Direction 1 | List every company named in the shipping news article.
Direction 2 | Return the passage of the shipping news article word for word, beginning at the words "Macquarie Research analyst" and stopping after "risk of cancellation.".

China eyes buying up cancelled newbuildings

Keith Wallis, Hong Kong - Tuesday 17 March 2009

 

CHINESE bulk operators such as China Shipping Development and Sinotrans Shipping could be encouraged by Beijing to take on some of the vessels cancelled by foreign owners to support Chinese shipyards. 
Macquarie Research analyst Jon Windham estimated that more than 50% of the vessels on order at Chinese shipyards are from European customers and are at significant risk of cancellation.
He said that China Shipping Development and state-owned shipping enterprises including Sinotrans Shipping “would be a potential conduit for the government to fund new ordering to offset foreign cancellations”. 
Such a move “would be to facilitate the Chinese government’s stimulus effort for shipyards”.

Dataset content |
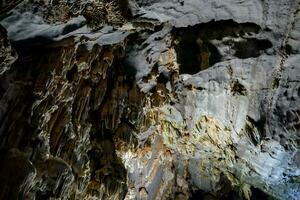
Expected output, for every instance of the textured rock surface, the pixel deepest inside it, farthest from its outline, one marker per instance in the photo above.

Written answer 1 | China Shipping Development, Sinotrans Shipping, Macquarie Research

Written answer 2 |
Macquarie Research analyst Jon Windham estimated that more than 50% of the vessels on order at Chinese shipyards are from European customers and are at significant risk of cancellation.